Set down every entry again word for word, please, but skip the pictures.

>> Begin

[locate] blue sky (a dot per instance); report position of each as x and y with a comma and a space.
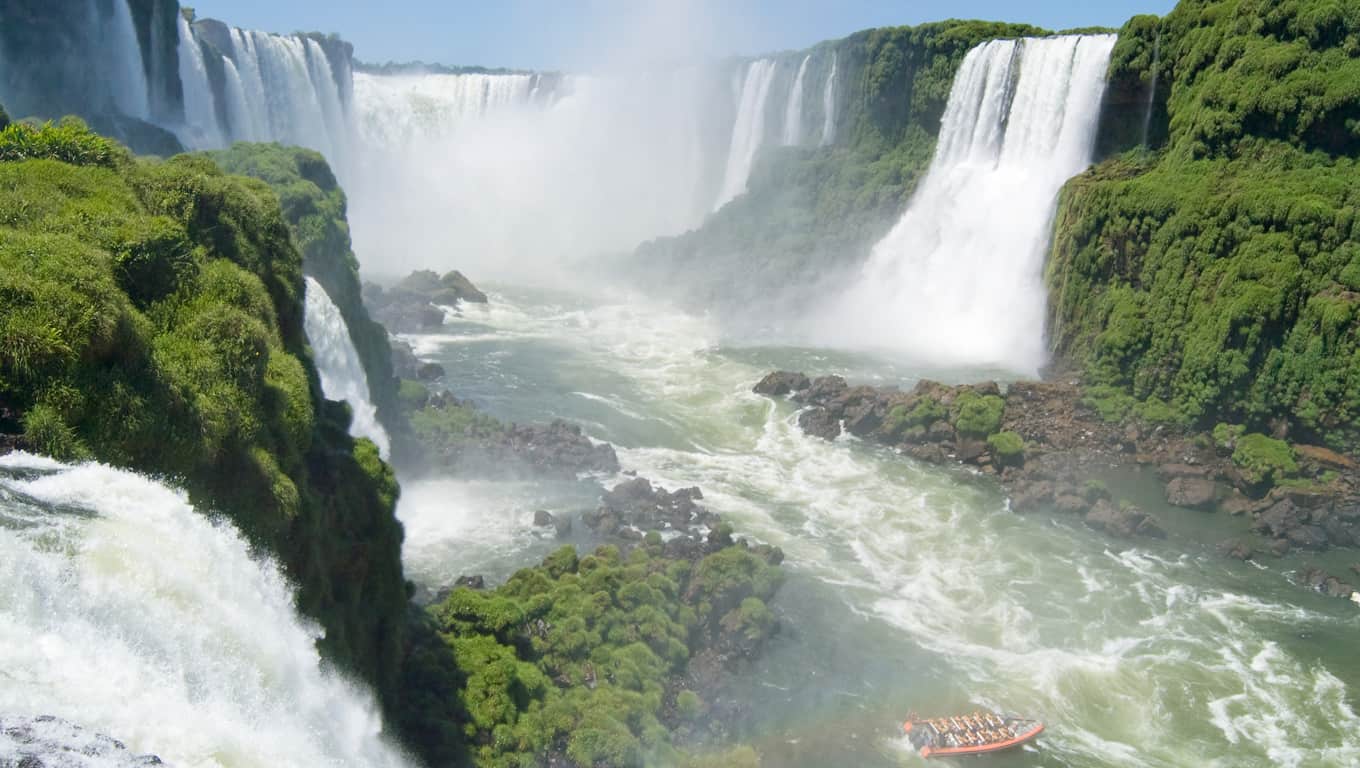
581, 34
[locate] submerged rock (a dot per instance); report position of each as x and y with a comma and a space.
1124, 522
781, 382
1193, 492
819, 423
52, 742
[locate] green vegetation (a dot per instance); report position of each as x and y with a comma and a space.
811, 211
1219, 272
978, 415
314, 208
925, 412
1007, 449
578, 655
151, 317
1264, 461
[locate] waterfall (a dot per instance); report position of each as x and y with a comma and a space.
793, 112
828, 105
121, 67
395, 109
200, 116
959, 277
129, 613
748, 131
1152, 89
337, 363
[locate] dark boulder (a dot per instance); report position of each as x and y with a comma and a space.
1124, 522
819, 423
781, 382
52, 742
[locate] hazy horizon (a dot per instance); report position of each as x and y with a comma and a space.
531, 34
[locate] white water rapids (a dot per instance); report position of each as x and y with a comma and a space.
910, 586
128, 612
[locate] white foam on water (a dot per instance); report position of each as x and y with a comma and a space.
125, 611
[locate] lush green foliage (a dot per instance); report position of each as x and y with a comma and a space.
575, 657
1264, 461
151, 317
68, 142
314, 208
978, 415
1007, 449
809, 212
1220, 275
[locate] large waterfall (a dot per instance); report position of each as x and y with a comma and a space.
748, 131
129, 613
959, 279
339, 366
793, 112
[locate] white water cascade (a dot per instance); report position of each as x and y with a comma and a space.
958, 282
793, 112
127, 79
828, 105
200, 116
129, 613
337, 363
748, 131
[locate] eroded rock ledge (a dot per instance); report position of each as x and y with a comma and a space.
1045, 446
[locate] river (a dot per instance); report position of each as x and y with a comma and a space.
910, 586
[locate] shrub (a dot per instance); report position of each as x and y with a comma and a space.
1007, 449
70, 142
1264, 461
978, 415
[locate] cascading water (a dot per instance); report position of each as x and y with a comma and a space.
200, 114
127, 79
958, 279
339, 366
828, 105
395, 109
793, 112
748, 131
1152, 87
127, 612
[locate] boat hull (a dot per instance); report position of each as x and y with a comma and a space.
1023, 731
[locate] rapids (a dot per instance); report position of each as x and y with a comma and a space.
910, 586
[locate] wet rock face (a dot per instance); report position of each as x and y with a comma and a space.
637, 507
51, 742
820, 423
781, 384
1124, 522
1323, 582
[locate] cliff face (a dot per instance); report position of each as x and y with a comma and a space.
811, 212
1216, 265
153, 320
314, 208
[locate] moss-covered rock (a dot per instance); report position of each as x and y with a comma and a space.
314, 208
1217, 269
978, 415
1007, 449
577, 657
151, 317
1264, 461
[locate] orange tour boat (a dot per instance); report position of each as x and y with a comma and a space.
978, 733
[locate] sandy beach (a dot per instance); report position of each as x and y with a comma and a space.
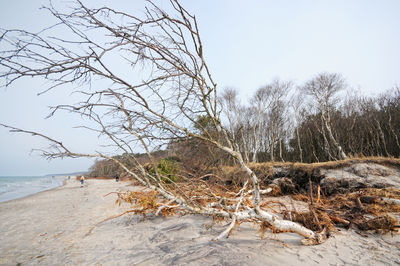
52, 228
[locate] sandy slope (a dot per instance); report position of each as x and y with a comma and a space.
51, 228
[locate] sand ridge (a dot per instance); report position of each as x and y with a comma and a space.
52, 228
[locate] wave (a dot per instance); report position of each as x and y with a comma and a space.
20, 186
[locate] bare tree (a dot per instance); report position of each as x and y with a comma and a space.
166, 86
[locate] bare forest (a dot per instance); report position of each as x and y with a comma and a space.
178, 133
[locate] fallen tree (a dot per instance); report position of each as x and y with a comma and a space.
165, 87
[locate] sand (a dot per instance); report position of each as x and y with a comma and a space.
51, 228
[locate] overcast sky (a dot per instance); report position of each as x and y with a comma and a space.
247, 43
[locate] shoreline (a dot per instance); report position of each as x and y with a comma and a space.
34, 193
52, 227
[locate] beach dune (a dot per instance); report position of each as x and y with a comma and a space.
52, 228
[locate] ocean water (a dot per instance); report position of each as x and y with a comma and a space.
14, 187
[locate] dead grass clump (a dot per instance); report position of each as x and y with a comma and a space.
382, 224
308, 220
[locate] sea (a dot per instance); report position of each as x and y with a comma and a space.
14, 187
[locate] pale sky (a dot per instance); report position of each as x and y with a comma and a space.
247, 43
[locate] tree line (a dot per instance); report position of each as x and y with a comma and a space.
321, 120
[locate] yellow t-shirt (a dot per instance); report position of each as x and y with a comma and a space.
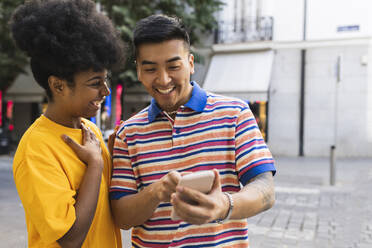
47, 174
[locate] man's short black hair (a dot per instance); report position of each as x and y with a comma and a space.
157, 29
63, 37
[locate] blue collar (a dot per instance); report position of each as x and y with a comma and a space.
197, 102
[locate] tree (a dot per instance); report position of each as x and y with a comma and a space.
197, 15
12, 60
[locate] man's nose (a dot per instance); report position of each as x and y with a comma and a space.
163, 77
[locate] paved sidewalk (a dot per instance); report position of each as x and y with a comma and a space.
308, 212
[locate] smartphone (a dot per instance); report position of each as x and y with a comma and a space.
200, 180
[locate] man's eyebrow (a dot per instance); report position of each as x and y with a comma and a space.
94, 78
146, 62
174, 59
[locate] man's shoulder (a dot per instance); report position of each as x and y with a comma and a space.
216, 100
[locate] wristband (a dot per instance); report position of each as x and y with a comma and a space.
231, 206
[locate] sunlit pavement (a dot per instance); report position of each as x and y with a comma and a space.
307, 213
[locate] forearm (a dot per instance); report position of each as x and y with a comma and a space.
134, 210
85, 207
255, 197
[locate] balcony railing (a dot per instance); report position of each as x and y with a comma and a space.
245, 30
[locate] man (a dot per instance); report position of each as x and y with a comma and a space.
186, 129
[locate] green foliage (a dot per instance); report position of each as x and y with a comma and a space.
12, 60
197, 15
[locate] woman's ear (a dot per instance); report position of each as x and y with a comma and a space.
56, 85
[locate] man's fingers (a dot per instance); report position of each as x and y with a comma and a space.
188, 212
174, 176
194, 196
75, 146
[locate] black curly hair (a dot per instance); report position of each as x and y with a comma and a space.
63, 37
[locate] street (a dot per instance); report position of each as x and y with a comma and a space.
307, 213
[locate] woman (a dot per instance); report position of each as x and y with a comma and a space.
61, 167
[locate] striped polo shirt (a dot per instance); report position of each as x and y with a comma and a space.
209, 131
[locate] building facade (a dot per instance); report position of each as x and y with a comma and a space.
310, 62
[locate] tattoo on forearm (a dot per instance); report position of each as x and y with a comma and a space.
264, 185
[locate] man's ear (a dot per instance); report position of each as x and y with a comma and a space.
56, 85
191, 61
138, 71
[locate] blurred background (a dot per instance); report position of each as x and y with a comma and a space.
302, 65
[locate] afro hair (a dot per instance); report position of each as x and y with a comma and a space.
63, 37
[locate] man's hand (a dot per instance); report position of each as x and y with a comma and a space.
90, 151
205, 207
164, 188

>> End

ANSWER BELOW
[locate] blue sky (a dot per instance); report position of each as x and y with a comma and a space.
581, 34
[locate] submerged rock (a dot per instance); report position of each as x and y with a comma and a space.
1124, 522
781, 382
1193, 492
819, 423
52, 742
[locate] green vegetation (a dot per instance); report position of each as x and y with a comma and a space.
811, 211
1219, 272
978, 415
314, 208
925, 412
1007, 449
578, 655
151, 317
1264, 461
[locate] waterfall (a dot per instance); report position of each as x and y with a comma and a space.
793, 112
828, 105
121, 67
395, 109
200, 116
959, 277
129, 613
748, 131
1152, 89
337, 363
[locate] dark boulder (a dot per instance); report position of each as x and y with a comma and a space.
1124, 522
819, 423
781, 382
52, 742
[locate] hazy horizon (a dot per instance); report position of each as x and y with a comma and a space.
531, 34
[locate] white water rapids (a dot per instance); report position of each as x and y with a comma and a space.
910, 586
128, 612
[locate] white foam on water (a dot per instance); report position of each as x and y with a comma and a space.
125, 611
[locate] lush green foliage (a dot per instance); report position of each as x and y with a comma and a space.
575, 657
1264, 461
151, 317
68, 142
314, 208
978, 415
1007, 449
809, 212
1220, 275
[locate] large waterfall (a dot per instance); report position of each as x and y with a comma and a space.
748, 131
129, 613
959, 279
339, 366
793, 112
[locate] white water cascade (a dot per instance); report position of each as x and y with a comma and a space.
958, 282
793, 112
127, 79
828, 105
200, 116
129, 613
337, 363
748, 131
[locate] eroded rock ledge (a dot per instance); report position of each as x and y with a comma and a space.
1045, 446
[locate] river (a dot per instance); report position of each as x and y with a comma and a space.
910, 586
[locate] shrub (a dot per instance); report position of each as x and y with a comma and a space.
1007, 449
70, 142
1264, 461
978, 415
[locate] cascading water (a dot per instance); report position of each as x and y with a comma and a space.
200, 114
127, 79
958, 279
339, 366
828, 105
395, 109
793, 112
748, 131
1152, 87
127, 612
[locate] boat hull (a dot per instance); report position of each as x and y with a comma and a space.
1023, 731
[locate] rapids (a dot per instance); report position of each as x and y with a comma and a space.
910, 586
[locate] wet rock face (a dot per instance); report position of each as x and y with a comma and a space.
637, 507
51, 742
820, 423
781, 384
1124, 522
1323, 582
[locate] cliff face (a dot per instance); report position of each as x and y with a comma and a space.
811, 212
1216, 265
153, 320
314, 208
[locate] moss-covered rock (a dot per instance); report position of each as x and y with a comma and a space.
314, 208
1217, 269
978, 415
1007, 449
577, 657
151, 317
1264, 461
[locate] orange tour boat (a dot per instance); report position of each as x and y with a comma and a space.
978, 733
[locate] sandy beach (a dot per instance); report position of each as x and y with a comma and a space.
52, 228
[locate] sandy slope (a dot per instance); report position of each as x and y with a comma and a space.
51, 228
[locate] sand ridge (a dot per instance); report position of each as x and y with a comma and a space.
52, 228
[locate] wave (a dot per instance); report position of each as x and y with a comma and a space.
20, 186
[locate] bare tree (a dot per instance); report position of each as x and y with a comma and a space.
166, 86
[locate] bare forest (a dot per instance); report position of each as x and y with a comma and a space.
178, 133
[locate] fallen tree (a dot per instance); report position of each as x and y with a comma and a space.
165, 87
[locate] sand (a dot per instance); report position of each as x and y with a comma and a space.
51, 228
[locate] overcast sky (a dot per instance); report position of each as x and y with a comma and a space.
247, 43
[locate] shoreline (a dot per instance); report position of each as x and y with a comma and a space.
34, 193
52, 227
[locate] beach dune (a dot per instance); report position of each as x and y with a comma and a space.
52, 228
[locate] ocean water (a dot per instance); report position of each as x and y with a comma and a space.
14, 187
[locate] dead grass clump (a dot per instance); report position of each as x and y with a comma and a space.
382, 224
308, 220
[locate] sea (a dot per instance); report position of each as x and y with a comma and a space.
14, 187
[locate] pale sky (a dot per instance); report position of each as x and y with a comma and a space.
247, 43
[locate] tree line (a dot per instance); report position of each as x and y with a comma and a space.
321, 120
[locate] yellow t-shirt (a dot per instance); report position of each as x and y with a comma and a space.
47, 174
[locate] man's short black hair (a dot per instance); report position of each as x and y with a comma and a space.
157, 29
63, 37
[locate] blue collar (a dot per instance); report position of each as x and y with a comma and a space.
197, 102
[locate] tree (a dot per instance); report position of each as x and y with a comma and a space.
197, 15
12, 60
[locate] man's nose (a dot per instance); report position of each as x and y with a comma and a space.
163, 77
[locate] paved sidewalk (a dot per instance); report position of each as x and y with a comma and a space.
308, 212
[locate] smartphone (a dot per instance); report position of each as x and y with a comma and a space.
200, 180
[locate] man's eyebrow (a dot per instance); report position of each as x and y with a comma and a space.
94, 78
146, 62
174, 59
[locate] man's shoulder (a dot per instance); report position of each as x and y with a comma and a space.
216, 100
[locate] wristband (a dot per instance); report position of each as x and y with a comma and a space.
231, 206
[locate] sunlit pavement (a dot per instance); report position of each as x and y with a comma and a space.
307, 213
[locate] forearm (a dot per instance); report position of each as x and y with a comma and a space.
134, 210
85, 207
255, 197
[locate] balcony railing (a dot per instance); report position of each as x and y with a comma and a space.
245, 30
[locate] man (a dot per instance); report position of each as x and y with a comma and a space.
186, 129
[locate] green foliage (a dot per instance); report position of each as x and y with a comma and a space.
12, 60
197, 15
[locate] woman's ear (a dot per instance); report position of each as x and y with a comma and a space.
56, 85
[locate] man's fingers (a dot per instance); report position of each as x and y with a comma and a space.
188, 212
174, 176
194, 196
75, 146
[locate] black curly hair (a dot per instance); report position of each as x and y with a comma and a space.
63, 37
[locate] street (a dot per instance); report position of each as x and y with a comma and a space.
307, 213
[locate] woman (a dot per instance); report position of each as x and y with a comma and a space.
61, 167
[locate] striped polo shirt (a dot per instance); report position of each as x and y with a comma and a space.
209, 131
[locate] building facade (a dot per instance); report position of each as x and y with a comma and a space.
310, 62
[locate] tattoo on forearm (a dot per instance); report position of each as x and y with a comma and a space.
264, 185
[locate] man's ear (a dot per instance); report position of each as x and y with a comma and a space.
56, 85
191, 61
138, 71
[locate] blurred background (a dot per instance); report position of each as x and y with a comma and a space.
302, 65
[locate] afro hair (a dot per instance); report position of each as x and y with a comma and a space.
63, 37
[locate] man's hand (a dot per instance); report position of each as x and y with a comma and a space.
90, 151
205, 207
164, 188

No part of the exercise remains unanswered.